## What needs to be done:
Scan the data for "yellow" and copy the lines it appears in.

Segment Open

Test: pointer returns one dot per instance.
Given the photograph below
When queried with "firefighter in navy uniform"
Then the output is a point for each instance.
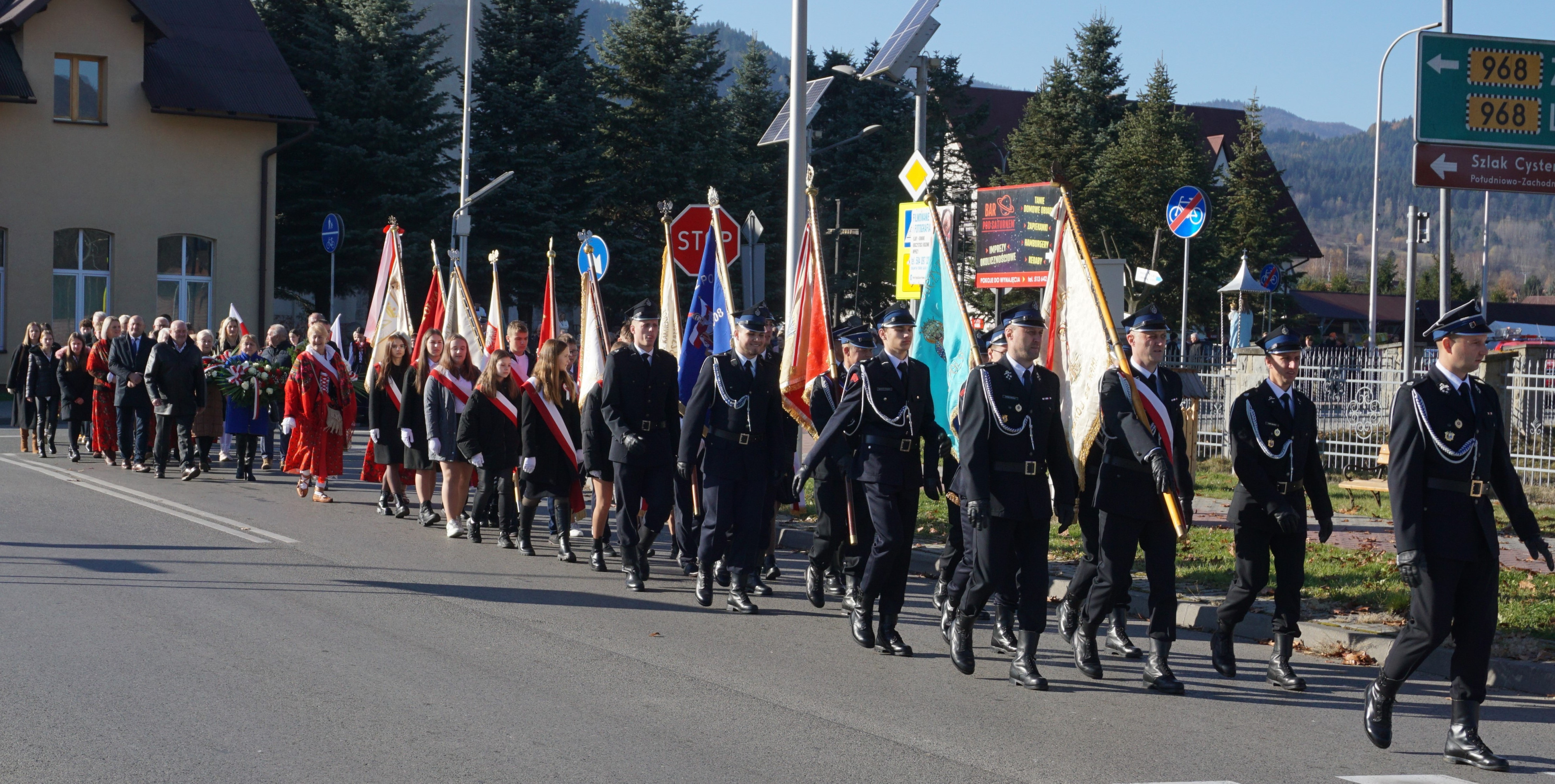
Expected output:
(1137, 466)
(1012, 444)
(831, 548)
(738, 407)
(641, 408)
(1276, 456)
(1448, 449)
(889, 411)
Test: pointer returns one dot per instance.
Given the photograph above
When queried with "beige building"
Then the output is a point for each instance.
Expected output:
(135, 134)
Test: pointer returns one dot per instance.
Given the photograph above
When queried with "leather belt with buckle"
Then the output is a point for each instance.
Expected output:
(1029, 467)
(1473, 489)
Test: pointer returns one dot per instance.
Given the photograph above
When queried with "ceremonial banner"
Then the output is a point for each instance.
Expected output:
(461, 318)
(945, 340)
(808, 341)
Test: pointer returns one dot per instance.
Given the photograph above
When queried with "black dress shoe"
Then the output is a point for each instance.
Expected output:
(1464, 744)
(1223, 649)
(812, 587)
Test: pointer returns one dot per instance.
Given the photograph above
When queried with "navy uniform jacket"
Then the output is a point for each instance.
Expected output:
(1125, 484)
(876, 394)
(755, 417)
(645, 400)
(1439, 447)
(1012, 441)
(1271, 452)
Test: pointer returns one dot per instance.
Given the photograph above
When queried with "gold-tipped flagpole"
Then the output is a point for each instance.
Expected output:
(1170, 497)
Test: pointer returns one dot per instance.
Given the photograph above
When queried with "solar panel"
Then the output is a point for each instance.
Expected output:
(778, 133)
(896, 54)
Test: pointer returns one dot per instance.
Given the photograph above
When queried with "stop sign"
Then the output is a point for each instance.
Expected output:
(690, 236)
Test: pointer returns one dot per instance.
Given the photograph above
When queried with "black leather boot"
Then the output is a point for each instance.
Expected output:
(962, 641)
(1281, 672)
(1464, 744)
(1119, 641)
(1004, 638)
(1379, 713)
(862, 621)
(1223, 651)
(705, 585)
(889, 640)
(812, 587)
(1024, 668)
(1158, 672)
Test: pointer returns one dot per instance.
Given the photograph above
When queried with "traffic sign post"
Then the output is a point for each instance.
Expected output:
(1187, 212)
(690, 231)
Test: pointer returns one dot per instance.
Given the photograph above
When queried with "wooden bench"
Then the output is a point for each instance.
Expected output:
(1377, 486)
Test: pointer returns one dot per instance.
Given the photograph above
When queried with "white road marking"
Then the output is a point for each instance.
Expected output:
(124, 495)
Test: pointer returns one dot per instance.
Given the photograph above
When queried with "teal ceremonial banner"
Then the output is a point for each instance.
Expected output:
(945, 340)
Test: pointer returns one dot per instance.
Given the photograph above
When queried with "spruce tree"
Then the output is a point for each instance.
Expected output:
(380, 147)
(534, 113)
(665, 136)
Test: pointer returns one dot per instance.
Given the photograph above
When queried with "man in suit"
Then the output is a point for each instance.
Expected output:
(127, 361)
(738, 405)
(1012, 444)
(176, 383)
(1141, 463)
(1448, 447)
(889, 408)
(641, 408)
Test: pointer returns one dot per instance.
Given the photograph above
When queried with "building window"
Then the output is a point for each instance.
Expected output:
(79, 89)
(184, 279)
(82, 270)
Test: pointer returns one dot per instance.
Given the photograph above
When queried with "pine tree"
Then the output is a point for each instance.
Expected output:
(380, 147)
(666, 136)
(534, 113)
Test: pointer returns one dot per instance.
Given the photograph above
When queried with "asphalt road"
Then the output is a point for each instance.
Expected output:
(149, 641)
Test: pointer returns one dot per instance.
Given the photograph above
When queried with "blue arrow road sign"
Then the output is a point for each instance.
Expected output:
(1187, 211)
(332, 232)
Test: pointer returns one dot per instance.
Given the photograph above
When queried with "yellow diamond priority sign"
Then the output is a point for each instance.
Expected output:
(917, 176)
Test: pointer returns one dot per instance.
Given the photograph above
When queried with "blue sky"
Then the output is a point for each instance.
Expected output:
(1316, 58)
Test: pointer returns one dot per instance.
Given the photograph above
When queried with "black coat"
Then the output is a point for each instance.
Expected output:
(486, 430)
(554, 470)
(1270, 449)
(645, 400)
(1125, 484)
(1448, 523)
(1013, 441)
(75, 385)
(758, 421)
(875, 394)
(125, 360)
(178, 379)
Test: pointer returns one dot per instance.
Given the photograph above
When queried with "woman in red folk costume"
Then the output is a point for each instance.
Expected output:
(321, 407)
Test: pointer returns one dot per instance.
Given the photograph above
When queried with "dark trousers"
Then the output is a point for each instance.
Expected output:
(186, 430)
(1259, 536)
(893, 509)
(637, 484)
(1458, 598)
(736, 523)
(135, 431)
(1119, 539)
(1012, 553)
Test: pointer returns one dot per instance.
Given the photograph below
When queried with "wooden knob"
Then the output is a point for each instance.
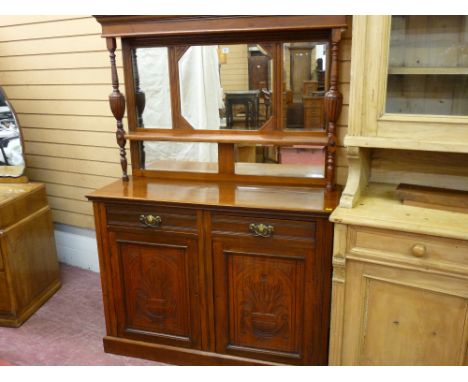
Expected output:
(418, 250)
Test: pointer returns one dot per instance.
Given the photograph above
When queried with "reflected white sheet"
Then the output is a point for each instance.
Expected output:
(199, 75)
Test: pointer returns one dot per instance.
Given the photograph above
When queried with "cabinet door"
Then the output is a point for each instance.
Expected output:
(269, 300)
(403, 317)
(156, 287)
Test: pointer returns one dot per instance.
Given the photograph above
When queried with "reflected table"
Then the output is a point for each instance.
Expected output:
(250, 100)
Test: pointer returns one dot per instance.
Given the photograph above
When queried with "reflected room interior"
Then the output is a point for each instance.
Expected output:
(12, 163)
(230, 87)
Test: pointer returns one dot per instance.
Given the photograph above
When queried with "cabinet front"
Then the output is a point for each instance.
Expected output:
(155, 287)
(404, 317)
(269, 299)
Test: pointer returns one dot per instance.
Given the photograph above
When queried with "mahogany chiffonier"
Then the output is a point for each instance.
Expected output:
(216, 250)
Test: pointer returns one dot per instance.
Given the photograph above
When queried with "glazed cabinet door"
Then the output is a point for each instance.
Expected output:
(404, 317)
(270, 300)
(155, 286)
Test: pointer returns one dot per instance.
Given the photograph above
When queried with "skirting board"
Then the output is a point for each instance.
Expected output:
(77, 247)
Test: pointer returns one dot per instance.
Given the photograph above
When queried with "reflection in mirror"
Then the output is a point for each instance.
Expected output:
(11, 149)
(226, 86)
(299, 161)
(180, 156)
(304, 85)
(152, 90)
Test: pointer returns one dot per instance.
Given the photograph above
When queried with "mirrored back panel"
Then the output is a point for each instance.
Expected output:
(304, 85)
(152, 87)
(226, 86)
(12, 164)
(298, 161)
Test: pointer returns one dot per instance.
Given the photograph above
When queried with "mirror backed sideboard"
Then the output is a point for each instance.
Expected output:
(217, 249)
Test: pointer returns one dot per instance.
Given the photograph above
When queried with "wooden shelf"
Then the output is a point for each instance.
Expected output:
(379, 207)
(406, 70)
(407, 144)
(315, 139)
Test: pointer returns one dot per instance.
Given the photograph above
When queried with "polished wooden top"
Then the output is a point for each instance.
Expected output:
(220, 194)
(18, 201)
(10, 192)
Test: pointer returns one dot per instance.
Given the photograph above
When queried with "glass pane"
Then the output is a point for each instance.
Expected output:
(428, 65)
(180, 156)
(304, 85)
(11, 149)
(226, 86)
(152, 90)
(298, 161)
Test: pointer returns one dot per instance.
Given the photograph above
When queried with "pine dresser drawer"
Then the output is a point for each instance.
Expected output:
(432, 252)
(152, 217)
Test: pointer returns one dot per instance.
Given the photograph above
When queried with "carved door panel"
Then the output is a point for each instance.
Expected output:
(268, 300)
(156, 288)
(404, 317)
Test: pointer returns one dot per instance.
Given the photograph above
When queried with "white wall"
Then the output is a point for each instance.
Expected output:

Segment Closed
Segment Open

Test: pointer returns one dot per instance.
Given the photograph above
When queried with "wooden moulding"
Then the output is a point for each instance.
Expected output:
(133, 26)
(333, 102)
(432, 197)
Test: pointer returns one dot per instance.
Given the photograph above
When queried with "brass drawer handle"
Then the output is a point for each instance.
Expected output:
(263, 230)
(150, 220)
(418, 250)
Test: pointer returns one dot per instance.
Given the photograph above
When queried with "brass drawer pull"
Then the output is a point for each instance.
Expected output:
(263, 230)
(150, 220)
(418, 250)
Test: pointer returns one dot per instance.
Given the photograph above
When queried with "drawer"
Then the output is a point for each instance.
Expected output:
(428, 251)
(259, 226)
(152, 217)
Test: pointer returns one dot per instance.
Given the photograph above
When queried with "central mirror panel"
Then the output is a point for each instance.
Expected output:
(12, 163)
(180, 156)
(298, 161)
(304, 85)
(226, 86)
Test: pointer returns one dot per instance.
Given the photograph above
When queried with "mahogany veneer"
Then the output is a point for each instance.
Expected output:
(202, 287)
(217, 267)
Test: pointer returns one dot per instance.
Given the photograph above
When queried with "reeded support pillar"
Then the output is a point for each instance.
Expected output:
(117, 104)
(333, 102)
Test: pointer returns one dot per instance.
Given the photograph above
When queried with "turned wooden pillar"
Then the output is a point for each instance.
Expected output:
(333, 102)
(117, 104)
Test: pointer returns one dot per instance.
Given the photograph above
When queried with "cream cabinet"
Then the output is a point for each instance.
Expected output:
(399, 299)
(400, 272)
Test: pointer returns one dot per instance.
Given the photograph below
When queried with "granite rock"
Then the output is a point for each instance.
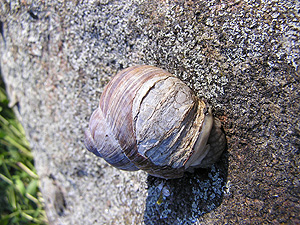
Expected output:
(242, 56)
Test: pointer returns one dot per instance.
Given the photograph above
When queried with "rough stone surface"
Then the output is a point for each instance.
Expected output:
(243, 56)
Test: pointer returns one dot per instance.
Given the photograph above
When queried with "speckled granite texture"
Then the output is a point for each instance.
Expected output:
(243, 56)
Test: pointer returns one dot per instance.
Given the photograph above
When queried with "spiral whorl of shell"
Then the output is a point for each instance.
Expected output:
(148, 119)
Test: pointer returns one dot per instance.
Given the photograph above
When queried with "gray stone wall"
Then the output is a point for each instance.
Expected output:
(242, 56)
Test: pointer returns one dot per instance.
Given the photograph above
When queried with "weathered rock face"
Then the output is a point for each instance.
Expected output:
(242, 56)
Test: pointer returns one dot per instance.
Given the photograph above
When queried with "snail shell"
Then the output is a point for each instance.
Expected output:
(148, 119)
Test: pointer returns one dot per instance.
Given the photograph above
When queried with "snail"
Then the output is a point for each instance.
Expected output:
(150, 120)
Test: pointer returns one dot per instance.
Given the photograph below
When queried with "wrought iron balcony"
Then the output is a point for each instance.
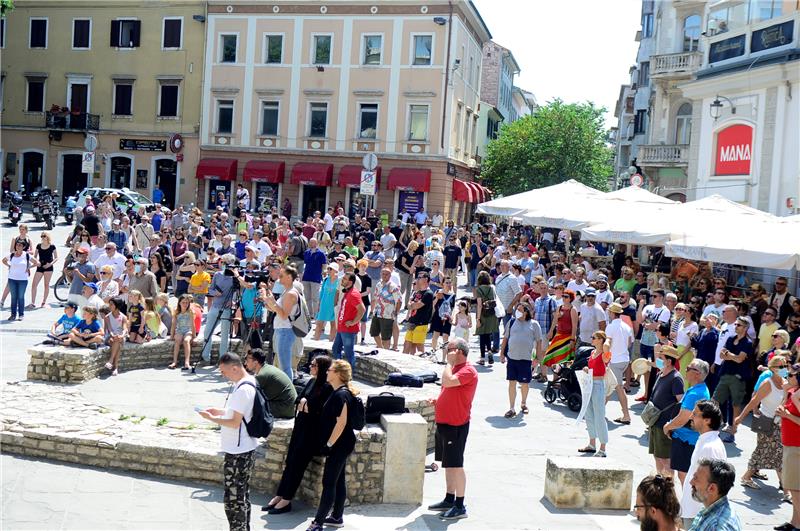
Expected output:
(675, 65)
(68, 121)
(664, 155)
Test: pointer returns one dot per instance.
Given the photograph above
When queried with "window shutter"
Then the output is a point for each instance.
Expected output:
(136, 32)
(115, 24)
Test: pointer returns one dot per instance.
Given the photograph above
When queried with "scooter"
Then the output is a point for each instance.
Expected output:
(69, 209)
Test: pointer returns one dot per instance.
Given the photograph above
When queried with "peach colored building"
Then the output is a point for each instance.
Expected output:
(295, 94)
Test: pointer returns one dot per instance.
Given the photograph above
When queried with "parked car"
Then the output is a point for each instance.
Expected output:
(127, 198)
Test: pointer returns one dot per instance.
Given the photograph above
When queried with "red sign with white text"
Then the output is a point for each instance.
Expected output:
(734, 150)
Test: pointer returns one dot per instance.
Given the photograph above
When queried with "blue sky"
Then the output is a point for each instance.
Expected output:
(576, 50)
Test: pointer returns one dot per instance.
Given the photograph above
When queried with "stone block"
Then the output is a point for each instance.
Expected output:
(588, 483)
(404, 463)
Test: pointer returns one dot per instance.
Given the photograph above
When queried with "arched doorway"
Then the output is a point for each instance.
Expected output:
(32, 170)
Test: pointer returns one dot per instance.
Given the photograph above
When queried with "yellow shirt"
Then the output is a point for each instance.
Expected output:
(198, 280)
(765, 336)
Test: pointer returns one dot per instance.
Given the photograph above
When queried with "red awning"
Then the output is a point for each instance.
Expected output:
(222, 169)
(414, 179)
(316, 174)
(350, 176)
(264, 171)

Segment Closed
Segment Open

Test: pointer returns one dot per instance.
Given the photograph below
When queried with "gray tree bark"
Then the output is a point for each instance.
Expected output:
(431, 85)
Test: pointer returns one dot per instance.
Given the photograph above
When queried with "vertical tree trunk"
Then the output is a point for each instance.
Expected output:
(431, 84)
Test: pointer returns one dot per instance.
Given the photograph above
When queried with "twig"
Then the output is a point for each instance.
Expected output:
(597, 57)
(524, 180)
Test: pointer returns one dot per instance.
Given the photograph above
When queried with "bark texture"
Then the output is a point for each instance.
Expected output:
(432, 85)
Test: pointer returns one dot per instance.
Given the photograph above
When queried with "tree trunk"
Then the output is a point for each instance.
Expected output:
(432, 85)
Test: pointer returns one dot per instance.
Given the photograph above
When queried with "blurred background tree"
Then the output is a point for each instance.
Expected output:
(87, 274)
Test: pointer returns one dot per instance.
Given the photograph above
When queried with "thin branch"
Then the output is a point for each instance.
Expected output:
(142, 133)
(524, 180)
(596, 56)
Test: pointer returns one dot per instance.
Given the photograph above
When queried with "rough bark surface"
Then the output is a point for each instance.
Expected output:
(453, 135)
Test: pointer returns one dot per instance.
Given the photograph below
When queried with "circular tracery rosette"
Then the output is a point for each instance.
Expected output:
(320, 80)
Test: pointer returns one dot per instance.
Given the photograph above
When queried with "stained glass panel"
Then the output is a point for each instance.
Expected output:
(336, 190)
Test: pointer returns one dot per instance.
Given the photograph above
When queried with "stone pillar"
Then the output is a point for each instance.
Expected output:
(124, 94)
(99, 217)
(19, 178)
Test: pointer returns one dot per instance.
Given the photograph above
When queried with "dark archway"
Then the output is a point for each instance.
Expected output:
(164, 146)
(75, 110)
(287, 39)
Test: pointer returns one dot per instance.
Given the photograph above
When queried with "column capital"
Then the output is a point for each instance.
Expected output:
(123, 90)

Segment Closed

## Result of this exercise:
When queried with "yellow diamond priority sign"
When queried with "yellow shirt"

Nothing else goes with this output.